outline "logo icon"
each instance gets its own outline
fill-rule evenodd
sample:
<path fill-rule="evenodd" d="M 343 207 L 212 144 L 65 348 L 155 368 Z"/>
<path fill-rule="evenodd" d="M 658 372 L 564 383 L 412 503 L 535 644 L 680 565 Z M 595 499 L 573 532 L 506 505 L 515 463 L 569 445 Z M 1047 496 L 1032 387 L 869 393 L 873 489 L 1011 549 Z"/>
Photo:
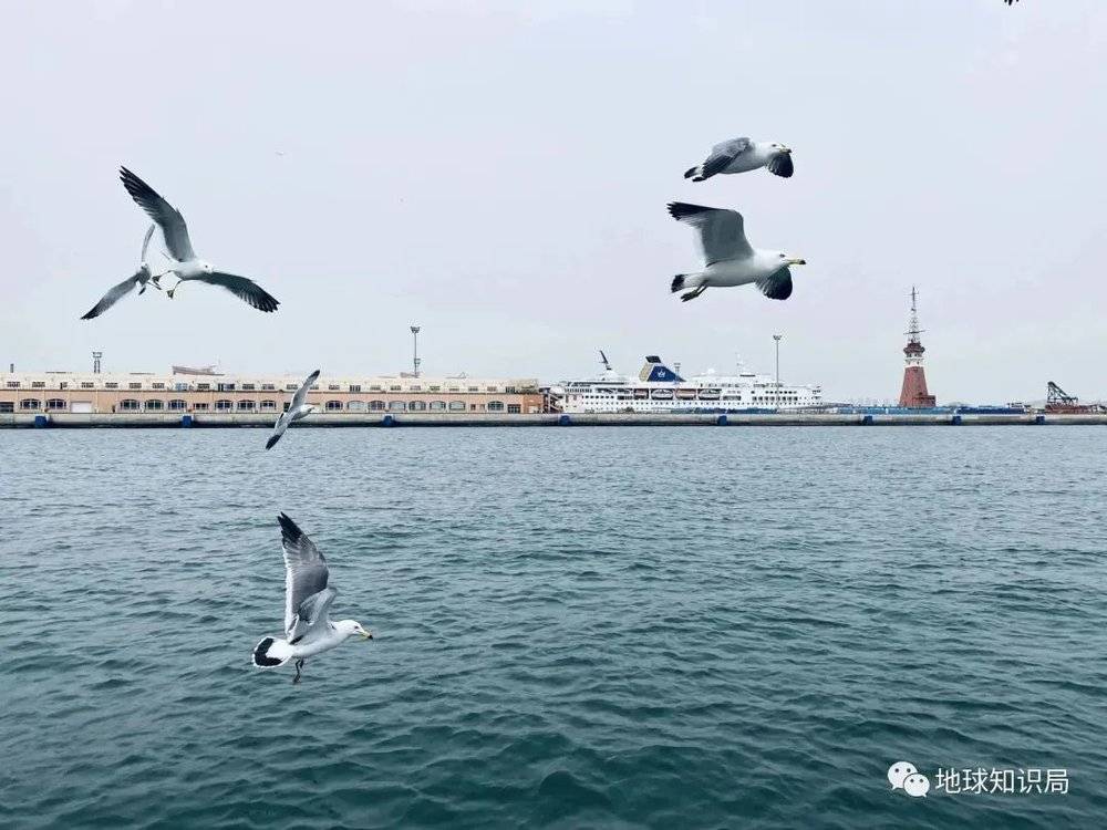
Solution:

###

Rewrite the lines of the items above as a numbered list, skipping any blank lines and leaving out the pictures.

1. outline "logo icon"
2. each instance gets its own outline
3. fill-rule evenodd
4. sample:
5. <path fill-rule="evenodd" d="M 343 207 L 212 144 L 65 348 L 155 368 Z"/>
6. <path fill-rule="evenodd" d="M 658 372 L 564 383 L 412 503 L 535 644 L 680 565 Z M 595 499 L 573 532 L 506 505 L 515 463 L 569 445 Z M 1047 496 L 1032 387 L 869 393 L 873 489 L 1011 549 Z"/>
7. Photo:
8. Solution:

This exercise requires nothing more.